_PROBLEM REQUIREMENTS_. Please output the lines of the records as a JSON list of strings, one string per line and blank lines omitted, starting at the line that contains "# locate white swaddling" and ending at the end of the records.

_STORED ROWS_.
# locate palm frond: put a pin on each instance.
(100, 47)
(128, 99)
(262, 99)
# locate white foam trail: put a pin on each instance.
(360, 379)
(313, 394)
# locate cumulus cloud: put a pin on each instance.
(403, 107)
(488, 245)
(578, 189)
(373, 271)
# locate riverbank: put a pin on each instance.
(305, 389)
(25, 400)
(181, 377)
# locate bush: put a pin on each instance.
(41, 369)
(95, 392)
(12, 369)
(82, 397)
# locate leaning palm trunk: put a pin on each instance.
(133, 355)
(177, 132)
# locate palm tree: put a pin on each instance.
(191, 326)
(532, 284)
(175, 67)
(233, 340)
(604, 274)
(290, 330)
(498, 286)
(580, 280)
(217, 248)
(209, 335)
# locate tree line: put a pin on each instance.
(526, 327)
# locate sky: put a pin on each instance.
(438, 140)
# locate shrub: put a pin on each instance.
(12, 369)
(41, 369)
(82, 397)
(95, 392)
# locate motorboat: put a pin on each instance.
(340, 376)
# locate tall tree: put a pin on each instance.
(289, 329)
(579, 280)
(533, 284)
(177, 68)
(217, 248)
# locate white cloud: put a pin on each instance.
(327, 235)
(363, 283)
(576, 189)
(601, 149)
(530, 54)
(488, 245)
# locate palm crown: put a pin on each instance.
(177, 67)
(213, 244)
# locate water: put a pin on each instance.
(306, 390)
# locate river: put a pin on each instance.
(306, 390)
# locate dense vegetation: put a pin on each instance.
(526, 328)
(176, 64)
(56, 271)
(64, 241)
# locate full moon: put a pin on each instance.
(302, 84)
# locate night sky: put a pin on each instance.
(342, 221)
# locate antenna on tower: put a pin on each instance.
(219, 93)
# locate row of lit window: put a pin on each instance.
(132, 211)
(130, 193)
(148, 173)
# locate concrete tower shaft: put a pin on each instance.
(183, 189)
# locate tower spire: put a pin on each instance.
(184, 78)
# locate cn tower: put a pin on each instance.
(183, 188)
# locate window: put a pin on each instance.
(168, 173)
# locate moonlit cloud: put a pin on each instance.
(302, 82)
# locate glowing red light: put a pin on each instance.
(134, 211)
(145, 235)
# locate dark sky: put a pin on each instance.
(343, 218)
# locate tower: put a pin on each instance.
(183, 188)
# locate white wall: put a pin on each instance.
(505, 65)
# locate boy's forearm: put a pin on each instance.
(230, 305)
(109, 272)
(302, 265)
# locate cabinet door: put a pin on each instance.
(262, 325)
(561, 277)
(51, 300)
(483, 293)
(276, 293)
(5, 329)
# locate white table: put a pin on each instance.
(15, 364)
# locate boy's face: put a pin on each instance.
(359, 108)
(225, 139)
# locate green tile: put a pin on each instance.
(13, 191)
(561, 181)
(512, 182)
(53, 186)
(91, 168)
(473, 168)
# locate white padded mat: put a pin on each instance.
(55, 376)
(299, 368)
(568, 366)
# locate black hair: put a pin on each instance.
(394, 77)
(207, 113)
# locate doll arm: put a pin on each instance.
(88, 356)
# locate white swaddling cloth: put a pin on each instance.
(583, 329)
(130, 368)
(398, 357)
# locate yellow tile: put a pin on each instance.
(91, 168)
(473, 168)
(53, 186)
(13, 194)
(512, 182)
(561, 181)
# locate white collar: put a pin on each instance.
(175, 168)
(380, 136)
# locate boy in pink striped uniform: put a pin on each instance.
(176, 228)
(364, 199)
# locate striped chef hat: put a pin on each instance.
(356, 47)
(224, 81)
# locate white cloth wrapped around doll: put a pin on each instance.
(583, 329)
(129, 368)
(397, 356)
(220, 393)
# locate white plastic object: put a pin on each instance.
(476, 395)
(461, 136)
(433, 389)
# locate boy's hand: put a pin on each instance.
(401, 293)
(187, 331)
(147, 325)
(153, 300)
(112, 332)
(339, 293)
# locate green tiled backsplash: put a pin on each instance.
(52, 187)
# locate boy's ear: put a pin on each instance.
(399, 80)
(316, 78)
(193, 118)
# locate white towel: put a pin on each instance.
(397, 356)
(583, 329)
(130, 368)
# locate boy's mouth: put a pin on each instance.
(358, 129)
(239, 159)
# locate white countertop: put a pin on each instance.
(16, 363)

_TASK OUTPUT_.
[
  "# locate white swaddling cloth: put a pin on each instance.",
  "(583, 329)",
  "(130, 368)",
  "(398, 357)",
  "# locate yellow tile: put a pin on each instance.",
  "(91, 168)",
  "(473, 168)",
  "(53, 186)",
  "(13, 194)",
  "(512, 182)",
  "(561, 181)",
  "# locate white collar: put a pin on each instance.",
  "(175, 168)",
  "(380, 136)",
  "# locate boy in pink striped uniform: put a pin on each instance.",
  "(176, 228)",
  "(364, 199)",
  "# locate striped chef hat: put a pin on each instance.",
  "(356, 47)",
  "(224, 81)",
  "# locate white cloth wrapped around doll: put a pin on each instance.",
  "(583, 329)",
  "(129, 368)",
  "(397, 356)",
  "(220, 393)",
  "# locate white plastic object: put a pin on each instance.",
  "(476, 395)",
  "(461, 136)",
  "(433, 389)",
  "# locate boy's hand: put a pin on each instance.",
  "(401, 293)",
  "(187, 331)",
  "(147, 325)",
  "(153, 300)",
  "(112, 332)",
  "(339, 293)",
  "# locate green tiled backsplash: put a pin on each instance.",
  "(52, 187)",
  "# locate boy's ear: put a pin on each instance.",
  "(399, 80)",
  "(316, 78)",
  "(193, 118)",
  "# locate white towel: put a pin on each instance.",
  "(397, 356)",
  "(583, 329)",
  "(130, 368)",
  "# locate boy's mouth: put a pin on each instance.",
  "(358, 129)",
  "(239, 159)",
  "# locate white countertop: put a pin on each instance.",
  "(16, 363)"
]